■ EXERCISE REQUIREMENTS: Going down the listing below, print exactly each line from the one with "point(681, 156)" up to and including the one with "point(213, 202)", and skip the rest.

■ RECORDS PROVIDED:

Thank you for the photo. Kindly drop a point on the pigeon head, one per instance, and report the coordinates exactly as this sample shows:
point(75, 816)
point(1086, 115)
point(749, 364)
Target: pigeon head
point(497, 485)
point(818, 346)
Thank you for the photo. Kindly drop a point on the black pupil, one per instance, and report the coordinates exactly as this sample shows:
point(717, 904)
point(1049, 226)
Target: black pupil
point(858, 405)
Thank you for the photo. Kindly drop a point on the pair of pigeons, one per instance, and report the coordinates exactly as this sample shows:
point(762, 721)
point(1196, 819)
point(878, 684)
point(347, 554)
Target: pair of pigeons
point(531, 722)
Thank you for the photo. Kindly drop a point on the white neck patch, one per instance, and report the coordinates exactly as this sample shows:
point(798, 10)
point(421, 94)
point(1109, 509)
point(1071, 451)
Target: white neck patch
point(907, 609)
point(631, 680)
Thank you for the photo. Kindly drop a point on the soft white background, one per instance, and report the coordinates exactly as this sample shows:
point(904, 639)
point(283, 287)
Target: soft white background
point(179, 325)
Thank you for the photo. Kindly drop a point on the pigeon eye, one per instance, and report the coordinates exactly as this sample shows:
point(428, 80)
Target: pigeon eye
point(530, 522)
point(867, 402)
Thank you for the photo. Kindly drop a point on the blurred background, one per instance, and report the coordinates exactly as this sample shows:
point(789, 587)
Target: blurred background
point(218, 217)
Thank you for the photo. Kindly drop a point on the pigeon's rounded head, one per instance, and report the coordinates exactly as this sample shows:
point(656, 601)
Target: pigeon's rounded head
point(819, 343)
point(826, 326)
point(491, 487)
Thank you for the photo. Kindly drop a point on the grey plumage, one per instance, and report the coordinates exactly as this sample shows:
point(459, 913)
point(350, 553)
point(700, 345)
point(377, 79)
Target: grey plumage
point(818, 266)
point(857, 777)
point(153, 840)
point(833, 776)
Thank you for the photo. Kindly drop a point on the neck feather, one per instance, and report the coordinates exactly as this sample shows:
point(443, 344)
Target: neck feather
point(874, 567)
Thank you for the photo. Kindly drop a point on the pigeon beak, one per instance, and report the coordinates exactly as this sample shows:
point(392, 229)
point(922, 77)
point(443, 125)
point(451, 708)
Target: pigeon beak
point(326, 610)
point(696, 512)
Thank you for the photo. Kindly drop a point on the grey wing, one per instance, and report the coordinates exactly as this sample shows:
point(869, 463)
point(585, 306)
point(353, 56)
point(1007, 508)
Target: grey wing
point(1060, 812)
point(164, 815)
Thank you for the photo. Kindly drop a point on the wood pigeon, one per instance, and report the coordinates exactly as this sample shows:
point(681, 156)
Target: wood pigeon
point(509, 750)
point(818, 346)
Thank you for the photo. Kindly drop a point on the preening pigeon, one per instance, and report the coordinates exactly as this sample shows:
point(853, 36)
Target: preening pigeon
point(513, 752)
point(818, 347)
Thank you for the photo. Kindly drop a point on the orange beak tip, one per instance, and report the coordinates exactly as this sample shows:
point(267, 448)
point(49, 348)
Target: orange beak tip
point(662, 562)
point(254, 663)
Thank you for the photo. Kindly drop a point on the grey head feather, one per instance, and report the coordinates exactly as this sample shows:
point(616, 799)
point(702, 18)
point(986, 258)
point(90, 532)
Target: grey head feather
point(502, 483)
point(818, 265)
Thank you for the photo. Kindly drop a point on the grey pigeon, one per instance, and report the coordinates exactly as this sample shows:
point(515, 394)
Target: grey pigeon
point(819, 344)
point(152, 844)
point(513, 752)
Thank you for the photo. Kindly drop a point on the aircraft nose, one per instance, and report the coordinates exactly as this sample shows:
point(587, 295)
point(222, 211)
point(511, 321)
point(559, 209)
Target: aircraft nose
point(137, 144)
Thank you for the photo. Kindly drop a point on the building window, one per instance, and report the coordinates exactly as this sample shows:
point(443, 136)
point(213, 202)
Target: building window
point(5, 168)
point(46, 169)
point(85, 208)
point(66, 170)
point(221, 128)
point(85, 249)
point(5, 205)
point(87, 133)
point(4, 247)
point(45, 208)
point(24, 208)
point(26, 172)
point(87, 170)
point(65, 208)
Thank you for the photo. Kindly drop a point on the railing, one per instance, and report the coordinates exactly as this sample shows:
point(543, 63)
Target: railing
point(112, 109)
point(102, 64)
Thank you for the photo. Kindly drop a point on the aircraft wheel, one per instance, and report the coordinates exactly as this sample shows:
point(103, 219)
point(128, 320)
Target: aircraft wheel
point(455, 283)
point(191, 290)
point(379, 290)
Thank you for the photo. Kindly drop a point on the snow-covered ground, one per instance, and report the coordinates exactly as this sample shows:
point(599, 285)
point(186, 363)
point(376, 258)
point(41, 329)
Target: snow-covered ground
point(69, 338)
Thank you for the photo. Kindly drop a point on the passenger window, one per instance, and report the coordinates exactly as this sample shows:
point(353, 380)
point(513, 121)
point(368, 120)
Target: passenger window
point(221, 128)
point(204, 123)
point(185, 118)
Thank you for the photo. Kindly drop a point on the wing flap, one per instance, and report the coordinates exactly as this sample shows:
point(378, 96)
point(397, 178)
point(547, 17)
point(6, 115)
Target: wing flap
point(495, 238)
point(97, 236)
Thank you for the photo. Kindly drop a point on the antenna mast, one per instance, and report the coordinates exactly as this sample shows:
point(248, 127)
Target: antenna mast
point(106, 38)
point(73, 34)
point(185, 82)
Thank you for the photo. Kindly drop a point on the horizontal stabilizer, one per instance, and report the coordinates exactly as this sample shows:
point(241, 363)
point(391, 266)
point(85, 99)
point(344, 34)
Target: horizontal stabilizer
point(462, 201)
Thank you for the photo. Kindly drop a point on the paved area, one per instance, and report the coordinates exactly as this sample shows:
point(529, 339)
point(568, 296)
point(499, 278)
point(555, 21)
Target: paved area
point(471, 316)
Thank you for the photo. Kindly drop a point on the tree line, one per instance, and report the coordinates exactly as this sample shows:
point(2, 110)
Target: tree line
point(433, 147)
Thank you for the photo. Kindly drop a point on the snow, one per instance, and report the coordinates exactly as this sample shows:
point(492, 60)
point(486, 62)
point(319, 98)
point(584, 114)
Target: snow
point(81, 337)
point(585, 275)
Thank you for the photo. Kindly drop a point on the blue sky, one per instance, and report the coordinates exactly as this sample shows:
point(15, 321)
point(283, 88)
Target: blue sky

■ TASK SOLUTION:
point(681, 156)
Target: wood pigeon
point(509, 750)
point(818, 346)
Thank you for the photo. Kindly drop a point on the preening pigeon, one per instance, and report the coordinates exactly as this sample shows:
point(853, 36)
Target: preening pigeon
point(513, 752)
point(818, 347)
Thank you for the photo. Kindly drop a point on the orange beak tip, one per instance, and report the coordinates exactly as this sample shows:
point(267, 448)
point(49, 348)
Target: orange beak tip
point(662, 562)
point(254, 663)
Thank you for the photo. Kindly drop a point on the grey head feather, one per instance, and report the coordinates exactly as this sample shows:
point(616, 799)
point(702, 18)
point(986, 258)
point(90, 532)
Target: grey head feather
point(502, 483)
point(818, 265)
Thank you for the photo. Kindly drop a point on the grey pigeon, one per instance, and report the coordinates exactly as this sample shows:
point(515, 394)
Target: grey pigeon
point(819, 344)
point(152, 844)
point(513, 752)
Thank you for the photo. Kindly drop a point on the aircraft nose, one per instance, and report the coordinates exactly as this sample shows:
point(587, 295)
point(222, 211)
point(511, 321)
point(559, 209)
Target: aircraft nose
point(137, 144)
Thank you for the photo. Kindly drop a point on the building window, one per instance, and report the coordinates exactly as this sample shows:
point(443, 136)
point(213, 202)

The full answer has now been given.